Assignment: Please write out all of the entries without altering anything.
..............................
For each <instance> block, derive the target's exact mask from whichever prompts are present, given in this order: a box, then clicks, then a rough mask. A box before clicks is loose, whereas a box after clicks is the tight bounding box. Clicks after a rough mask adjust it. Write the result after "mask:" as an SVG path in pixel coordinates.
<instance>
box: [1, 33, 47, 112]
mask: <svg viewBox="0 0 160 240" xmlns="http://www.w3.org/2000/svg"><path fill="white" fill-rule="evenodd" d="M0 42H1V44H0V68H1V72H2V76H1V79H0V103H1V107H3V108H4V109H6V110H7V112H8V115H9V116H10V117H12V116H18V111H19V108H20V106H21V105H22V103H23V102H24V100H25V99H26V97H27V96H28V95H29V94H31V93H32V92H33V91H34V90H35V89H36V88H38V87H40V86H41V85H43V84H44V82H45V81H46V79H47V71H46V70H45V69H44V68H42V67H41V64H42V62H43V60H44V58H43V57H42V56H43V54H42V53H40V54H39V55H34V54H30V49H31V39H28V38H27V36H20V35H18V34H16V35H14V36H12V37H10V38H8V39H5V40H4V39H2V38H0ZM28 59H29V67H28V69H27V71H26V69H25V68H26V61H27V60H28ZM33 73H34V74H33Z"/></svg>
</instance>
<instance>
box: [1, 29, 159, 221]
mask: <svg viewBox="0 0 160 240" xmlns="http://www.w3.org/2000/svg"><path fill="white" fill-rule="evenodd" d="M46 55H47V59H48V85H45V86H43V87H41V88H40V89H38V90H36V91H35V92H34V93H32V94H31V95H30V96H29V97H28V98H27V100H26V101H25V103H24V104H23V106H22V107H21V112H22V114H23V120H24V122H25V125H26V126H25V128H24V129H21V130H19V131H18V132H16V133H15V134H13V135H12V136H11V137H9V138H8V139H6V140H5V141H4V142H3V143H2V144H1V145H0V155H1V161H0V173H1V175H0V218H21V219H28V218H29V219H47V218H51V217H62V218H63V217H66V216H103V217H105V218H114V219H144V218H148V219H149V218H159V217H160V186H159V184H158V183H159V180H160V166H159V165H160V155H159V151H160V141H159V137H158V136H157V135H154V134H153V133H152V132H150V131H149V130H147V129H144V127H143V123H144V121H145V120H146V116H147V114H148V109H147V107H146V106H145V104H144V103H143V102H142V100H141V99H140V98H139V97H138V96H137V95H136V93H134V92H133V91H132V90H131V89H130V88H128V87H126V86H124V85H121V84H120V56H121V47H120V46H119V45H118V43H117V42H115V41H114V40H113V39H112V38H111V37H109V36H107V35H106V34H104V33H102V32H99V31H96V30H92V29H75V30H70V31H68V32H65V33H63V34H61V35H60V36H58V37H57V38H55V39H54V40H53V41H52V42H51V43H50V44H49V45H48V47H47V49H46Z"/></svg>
..............................
Your solution:
For each <instance> block, derive the target's exact mask from whichever prompts are present, given in this order: a box, then clicks, then a rough mask. A box before clicks is loose, whereas a box after clicks is the tight bounding box. Clicks after a rough mask adjust it. Write the result after "mask:" as an SVG path in pixel coordinates.
<instance>
box: [1, 33, 47, 112]
mask: <svg viewBox="0 0 160 240" xmlns="http://www.w3.org/2000/svg"><path fill="white" fill-rule="evenodd" d="M0 42H1V44H0V68H1V72H2V76H1V79H0V103H1V107H3V108H4V109H6V110H7V112H8V115H9V116H10V117H12V116H18V111H19V108H20V106H21V105H22V103H23V102H24V100H25V99H26V97H27V96H28V95H29V94H31V93H32V92H33V91H34V90H35V89H36V88H38V87H40V86H41V85H43V84H44V82H45V81H46V79H47V71H46V70H45V69H44V68H42V67H41V64H42V62H43V60H44V58H43V57H42V56H43V54H42V53H40V54H39V55H34V54H30V49H31V39H28V38H27V36H20V35H18V34H16V35H14V36H12V37H10V38H8V39H5V40H4V39H2V38H0ZM28 59H29V67H28V69H27V71H26V69H25V68H26V61H27V60H28ZM33 73H34V74H33Z"/></svg>
</instance>
<instance>
box: [1, 29, 159, 221]
mask: <svg viewBox="0 0 160 240" xmlns="http://www.w3.org/2000/svg"><path fill="white" fill-rule="evenodd" d="M46 55H47V59H48V85H45V86H43V87H41V88H40V89H38V90H36V91H35V92H34V93H32V94H31V95H30V96H29V97H28V98H27V100H26V101H25V103H24V104H23V106H22V107H21V112H22V114H23V120H24V122H25V125H26V126H25V128H24V129H21V130H19V131H18V132H16V133H15V134H13V135H12V136H11V137H9V138H8V139H6V140H5V141H4V142H3V143H2V144H1V145H0V155H1V161H0V173H1V175H0V218H21V219H28V218H29V219H47V218H51V217H62V218H63V217H66V216H103V217H105V218H114V219H144V218H148V219H149V218H159V217H160V186H159V184H158V183H159V180H160V166H159V165H160V155H159V151H160V141H159V137H158V136H157V135H154V134H153V133H152V132H150V131H149V130H147V129H144V127H143V123H144V121H145V120H146V116H147V114H148V109H147V107H146V106H145V104H144V103H143V102H142V100H141V99H140V98H139V97H138V96H137V95H136V93H134V92H133V91H132V90H131V89H130V88H128V87H126V86H124V85H121V84H120V56H121V47H120V46H119V45H118V43H117V42H115V41H114V40H113V39H112V38H111V37H109V36H107V35H106V34H104V33H102V32H99V31H96V30H92V29H75V30H70V31H68V32H65V33H63V34H61V35H60V36H58V37H57V38H55V39H54V40H53V41H52V42H51V43H50V44H49V45H48V47H47V49H46Z"/></svg>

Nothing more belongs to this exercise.